The data Block Start

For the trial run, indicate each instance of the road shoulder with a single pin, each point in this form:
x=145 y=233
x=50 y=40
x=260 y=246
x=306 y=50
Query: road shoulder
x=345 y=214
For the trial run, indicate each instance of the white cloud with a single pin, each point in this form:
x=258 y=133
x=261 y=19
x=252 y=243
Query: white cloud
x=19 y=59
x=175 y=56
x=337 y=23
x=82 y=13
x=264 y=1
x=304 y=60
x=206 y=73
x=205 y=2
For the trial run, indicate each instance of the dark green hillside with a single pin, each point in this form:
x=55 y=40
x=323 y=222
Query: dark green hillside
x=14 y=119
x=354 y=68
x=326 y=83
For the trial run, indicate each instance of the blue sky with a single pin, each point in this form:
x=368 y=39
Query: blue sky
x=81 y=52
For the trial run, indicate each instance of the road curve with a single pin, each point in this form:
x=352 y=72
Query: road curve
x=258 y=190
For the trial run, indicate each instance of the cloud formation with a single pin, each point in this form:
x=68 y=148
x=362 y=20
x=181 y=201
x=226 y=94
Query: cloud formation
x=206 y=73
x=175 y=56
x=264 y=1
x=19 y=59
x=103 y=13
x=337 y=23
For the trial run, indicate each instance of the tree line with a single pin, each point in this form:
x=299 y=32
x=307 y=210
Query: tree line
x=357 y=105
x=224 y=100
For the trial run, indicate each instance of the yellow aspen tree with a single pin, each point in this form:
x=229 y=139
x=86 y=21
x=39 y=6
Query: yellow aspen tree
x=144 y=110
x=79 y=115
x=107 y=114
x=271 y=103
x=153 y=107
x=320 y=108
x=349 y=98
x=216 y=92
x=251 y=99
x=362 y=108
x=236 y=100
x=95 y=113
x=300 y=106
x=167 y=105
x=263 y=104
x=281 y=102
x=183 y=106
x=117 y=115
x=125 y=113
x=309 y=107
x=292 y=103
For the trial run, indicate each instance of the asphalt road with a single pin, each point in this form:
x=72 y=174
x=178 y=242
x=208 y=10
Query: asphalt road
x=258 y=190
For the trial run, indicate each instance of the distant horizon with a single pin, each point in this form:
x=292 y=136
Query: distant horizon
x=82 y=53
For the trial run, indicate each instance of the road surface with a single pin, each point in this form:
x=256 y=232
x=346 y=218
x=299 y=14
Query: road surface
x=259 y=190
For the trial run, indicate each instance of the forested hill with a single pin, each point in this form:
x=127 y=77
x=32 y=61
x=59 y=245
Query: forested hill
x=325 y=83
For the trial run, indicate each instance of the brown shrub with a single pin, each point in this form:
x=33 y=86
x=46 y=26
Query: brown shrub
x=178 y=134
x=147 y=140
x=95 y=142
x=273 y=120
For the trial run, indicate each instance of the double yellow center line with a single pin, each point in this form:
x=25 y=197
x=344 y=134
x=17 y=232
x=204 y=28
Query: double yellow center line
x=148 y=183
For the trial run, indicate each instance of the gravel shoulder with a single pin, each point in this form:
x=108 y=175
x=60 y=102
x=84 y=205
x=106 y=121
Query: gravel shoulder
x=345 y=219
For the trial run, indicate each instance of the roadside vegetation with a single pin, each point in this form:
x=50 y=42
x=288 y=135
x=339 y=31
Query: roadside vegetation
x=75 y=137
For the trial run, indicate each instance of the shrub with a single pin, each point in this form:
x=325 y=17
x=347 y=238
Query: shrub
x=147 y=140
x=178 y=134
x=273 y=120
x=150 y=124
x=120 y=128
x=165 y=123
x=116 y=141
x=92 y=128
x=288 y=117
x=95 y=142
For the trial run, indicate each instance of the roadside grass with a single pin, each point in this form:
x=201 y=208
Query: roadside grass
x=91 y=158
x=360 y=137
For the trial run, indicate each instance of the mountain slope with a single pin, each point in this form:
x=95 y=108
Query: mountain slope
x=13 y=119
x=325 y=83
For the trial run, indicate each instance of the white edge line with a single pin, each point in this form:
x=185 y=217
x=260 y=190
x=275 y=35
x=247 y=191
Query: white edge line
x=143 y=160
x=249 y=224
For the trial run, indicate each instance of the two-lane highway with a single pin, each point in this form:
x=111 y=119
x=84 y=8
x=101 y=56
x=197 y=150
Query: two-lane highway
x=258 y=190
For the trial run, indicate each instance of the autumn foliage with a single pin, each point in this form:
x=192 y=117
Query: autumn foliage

The data Block End
The data Block Start

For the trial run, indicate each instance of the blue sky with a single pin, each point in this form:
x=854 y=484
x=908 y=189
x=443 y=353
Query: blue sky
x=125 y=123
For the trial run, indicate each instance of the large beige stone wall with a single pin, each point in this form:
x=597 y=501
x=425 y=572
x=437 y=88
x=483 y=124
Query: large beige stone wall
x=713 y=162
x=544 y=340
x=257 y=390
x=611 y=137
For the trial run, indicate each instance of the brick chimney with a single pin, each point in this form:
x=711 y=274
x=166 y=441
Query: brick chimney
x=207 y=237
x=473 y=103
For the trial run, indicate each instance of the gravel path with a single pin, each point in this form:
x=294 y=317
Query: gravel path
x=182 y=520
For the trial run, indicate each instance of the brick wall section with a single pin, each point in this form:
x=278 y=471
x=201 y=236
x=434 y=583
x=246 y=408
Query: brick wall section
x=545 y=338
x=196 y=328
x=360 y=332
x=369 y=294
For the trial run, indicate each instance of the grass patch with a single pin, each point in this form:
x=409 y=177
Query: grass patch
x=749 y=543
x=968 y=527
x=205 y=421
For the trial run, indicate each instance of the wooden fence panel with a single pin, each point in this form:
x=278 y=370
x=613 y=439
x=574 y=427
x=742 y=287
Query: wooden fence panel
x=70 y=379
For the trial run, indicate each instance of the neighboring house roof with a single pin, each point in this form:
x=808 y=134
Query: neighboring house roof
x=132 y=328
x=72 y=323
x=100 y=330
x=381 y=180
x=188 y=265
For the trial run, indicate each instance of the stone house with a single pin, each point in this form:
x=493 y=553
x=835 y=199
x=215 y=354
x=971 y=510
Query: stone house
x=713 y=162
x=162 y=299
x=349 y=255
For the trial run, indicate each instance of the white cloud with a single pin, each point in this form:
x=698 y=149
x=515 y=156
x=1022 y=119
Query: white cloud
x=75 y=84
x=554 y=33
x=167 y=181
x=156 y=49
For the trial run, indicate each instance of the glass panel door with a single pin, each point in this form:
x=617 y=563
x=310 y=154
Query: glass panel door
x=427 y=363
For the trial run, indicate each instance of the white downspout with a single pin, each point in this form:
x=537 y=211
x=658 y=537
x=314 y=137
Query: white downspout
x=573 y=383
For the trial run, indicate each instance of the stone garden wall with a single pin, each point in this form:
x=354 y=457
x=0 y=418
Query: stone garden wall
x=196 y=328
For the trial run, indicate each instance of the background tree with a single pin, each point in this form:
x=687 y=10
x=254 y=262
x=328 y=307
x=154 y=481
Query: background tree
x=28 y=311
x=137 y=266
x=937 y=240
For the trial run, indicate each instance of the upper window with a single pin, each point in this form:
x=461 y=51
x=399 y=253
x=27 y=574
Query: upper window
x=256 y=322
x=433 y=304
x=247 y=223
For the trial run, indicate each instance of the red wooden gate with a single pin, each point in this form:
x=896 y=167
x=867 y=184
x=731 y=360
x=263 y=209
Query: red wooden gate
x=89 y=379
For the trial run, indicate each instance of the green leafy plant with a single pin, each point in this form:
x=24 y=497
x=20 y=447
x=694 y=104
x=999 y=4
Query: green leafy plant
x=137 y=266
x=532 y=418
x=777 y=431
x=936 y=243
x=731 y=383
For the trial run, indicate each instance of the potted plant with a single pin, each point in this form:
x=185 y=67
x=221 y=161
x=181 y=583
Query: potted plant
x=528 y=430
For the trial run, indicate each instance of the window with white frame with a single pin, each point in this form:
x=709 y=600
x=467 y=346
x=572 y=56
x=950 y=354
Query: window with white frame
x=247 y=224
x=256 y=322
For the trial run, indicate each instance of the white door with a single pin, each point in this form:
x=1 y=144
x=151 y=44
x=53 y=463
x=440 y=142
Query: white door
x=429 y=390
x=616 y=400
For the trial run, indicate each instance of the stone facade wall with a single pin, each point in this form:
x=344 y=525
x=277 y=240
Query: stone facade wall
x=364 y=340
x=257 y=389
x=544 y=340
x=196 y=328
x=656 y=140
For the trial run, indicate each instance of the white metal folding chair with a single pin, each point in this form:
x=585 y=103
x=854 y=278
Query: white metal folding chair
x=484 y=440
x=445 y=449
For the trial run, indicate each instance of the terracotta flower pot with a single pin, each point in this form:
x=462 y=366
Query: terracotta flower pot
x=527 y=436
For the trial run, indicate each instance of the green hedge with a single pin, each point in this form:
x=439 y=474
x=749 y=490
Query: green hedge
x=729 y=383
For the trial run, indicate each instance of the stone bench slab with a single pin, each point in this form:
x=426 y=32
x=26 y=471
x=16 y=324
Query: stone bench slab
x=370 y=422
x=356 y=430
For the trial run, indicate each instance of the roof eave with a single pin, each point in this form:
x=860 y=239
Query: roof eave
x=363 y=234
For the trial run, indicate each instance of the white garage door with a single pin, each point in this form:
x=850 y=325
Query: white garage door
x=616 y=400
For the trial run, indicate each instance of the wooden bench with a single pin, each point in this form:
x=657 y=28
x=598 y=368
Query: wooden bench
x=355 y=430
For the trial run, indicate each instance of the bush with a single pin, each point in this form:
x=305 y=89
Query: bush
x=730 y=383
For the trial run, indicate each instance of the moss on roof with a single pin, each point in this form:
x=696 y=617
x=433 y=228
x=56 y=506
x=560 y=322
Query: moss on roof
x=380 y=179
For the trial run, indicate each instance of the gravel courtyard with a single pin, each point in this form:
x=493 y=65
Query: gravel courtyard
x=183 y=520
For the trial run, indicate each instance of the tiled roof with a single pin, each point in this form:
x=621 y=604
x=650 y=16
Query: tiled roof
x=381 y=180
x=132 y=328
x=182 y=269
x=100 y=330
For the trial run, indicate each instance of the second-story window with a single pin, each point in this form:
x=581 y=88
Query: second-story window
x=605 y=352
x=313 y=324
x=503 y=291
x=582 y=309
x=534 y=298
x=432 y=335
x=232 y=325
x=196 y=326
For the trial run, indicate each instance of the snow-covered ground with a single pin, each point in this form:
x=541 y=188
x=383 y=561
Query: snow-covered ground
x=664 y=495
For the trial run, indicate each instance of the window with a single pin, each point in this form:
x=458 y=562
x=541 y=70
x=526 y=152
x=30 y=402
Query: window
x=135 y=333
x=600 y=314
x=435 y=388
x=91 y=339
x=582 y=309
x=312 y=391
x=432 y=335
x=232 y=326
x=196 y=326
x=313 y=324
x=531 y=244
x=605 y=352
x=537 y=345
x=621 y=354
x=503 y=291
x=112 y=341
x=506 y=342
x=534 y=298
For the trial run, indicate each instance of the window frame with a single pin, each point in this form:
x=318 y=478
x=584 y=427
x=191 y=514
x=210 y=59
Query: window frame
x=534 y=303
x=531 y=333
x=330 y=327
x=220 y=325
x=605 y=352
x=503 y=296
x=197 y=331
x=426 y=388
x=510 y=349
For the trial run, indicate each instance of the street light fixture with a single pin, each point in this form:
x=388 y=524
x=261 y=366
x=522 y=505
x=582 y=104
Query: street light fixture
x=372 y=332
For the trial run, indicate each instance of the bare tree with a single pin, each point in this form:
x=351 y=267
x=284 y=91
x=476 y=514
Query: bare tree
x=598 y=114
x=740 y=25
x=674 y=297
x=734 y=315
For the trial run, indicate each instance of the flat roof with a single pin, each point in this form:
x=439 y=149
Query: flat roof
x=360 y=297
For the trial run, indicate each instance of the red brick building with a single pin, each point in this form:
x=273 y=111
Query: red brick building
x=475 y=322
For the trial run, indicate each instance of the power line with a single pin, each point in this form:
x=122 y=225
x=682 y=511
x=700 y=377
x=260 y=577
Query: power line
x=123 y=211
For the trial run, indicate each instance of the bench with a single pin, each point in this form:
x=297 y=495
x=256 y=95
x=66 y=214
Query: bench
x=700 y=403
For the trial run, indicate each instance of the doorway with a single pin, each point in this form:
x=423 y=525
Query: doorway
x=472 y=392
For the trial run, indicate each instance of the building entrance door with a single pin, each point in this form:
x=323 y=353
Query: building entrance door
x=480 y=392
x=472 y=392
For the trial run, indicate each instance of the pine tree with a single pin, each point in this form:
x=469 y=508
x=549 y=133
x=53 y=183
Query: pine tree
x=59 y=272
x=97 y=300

The data Block End
The data Block Start

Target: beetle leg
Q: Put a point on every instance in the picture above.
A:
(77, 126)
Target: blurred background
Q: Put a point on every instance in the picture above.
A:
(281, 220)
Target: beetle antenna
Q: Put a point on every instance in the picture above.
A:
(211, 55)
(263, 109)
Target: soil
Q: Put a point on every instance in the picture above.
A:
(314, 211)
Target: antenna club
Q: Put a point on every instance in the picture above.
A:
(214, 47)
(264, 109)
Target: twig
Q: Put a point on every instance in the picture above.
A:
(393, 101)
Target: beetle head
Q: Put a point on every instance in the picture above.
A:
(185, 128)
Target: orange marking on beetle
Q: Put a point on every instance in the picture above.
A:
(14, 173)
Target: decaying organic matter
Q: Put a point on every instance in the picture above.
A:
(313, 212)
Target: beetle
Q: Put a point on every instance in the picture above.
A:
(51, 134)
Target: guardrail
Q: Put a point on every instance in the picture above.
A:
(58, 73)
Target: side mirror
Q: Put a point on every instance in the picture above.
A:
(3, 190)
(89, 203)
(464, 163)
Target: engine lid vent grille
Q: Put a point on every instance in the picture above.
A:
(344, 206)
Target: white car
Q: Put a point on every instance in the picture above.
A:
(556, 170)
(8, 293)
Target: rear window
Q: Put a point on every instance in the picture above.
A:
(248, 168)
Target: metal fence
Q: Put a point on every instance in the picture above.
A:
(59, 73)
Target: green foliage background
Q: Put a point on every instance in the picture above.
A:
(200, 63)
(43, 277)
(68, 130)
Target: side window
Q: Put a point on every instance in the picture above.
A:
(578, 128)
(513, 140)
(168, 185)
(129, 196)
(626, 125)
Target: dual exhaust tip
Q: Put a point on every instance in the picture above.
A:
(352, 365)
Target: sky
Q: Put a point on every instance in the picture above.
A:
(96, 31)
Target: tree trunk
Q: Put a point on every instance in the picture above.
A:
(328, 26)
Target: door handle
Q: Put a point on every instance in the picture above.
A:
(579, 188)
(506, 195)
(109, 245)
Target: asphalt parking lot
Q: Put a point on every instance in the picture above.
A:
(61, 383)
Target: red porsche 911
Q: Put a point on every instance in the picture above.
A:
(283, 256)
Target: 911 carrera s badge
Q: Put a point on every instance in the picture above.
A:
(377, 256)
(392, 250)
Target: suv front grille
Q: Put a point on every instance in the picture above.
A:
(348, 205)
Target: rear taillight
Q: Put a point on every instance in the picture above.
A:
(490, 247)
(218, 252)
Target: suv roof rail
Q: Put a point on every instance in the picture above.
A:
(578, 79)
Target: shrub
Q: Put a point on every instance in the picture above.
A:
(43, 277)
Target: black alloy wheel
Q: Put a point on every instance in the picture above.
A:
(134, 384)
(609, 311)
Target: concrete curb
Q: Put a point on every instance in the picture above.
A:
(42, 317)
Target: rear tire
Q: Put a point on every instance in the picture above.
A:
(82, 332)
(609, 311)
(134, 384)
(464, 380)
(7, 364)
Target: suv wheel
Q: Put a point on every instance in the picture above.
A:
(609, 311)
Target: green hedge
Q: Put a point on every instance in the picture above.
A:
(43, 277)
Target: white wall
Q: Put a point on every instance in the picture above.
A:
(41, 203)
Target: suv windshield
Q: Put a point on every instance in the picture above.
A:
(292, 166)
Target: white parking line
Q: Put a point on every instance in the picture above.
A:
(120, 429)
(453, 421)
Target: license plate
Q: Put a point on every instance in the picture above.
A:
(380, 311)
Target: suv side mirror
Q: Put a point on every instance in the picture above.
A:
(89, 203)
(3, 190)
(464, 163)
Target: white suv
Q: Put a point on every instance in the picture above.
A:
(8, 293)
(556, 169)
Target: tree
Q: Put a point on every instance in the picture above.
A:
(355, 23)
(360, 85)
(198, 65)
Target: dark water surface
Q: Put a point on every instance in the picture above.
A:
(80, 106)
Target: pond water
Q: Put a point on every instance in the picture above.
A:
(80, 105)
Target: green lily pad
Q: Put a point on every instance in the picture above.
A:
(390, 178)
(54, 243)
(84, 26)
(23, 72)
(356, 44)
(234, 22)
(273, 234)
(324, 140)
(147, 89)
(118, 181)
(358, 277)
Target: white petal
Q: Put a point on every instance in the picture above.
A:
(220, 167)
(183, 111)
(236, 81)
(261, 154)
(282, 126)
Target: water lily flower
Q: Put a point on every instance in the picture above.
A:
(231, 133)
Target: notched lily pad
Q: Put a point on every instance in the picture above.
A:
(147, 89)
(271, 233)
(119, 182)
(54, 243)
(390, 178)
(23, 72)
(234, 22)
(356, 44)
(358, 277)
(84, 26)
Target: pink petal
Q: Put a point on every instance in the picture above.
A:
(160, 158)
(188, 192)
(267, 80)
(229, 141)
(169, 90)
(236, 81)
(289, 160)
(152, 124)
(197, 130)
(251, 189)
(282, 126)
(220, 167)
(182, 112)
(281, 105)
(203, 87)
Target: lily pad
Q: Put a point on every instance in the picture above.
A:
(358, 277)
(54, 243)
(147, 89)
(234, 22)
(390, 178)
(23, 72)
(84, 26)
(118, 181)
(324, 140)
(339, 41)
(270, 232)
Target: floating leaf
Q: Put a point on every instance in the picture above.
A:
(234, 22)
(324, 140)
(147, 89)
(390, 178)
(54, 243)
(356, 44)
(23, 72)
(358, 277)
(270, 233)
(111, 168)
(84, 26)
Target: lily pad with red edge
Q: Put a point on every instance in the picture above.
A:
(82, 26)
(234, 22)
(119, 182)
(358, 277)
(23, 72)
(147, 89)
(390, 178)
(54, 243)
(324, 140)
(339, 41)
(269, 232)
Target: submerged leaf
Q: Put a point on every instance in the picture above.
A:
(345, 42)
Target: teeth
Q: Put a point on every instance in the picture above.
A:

The data Block End

→ The problem:
Check each line of the entries above, and show every one holding the word "autumn".

→ Solved exercise:
For the trial run, indicate each instance of the autumn foliage with a single pin, each point in this form:
Query: autumn foliage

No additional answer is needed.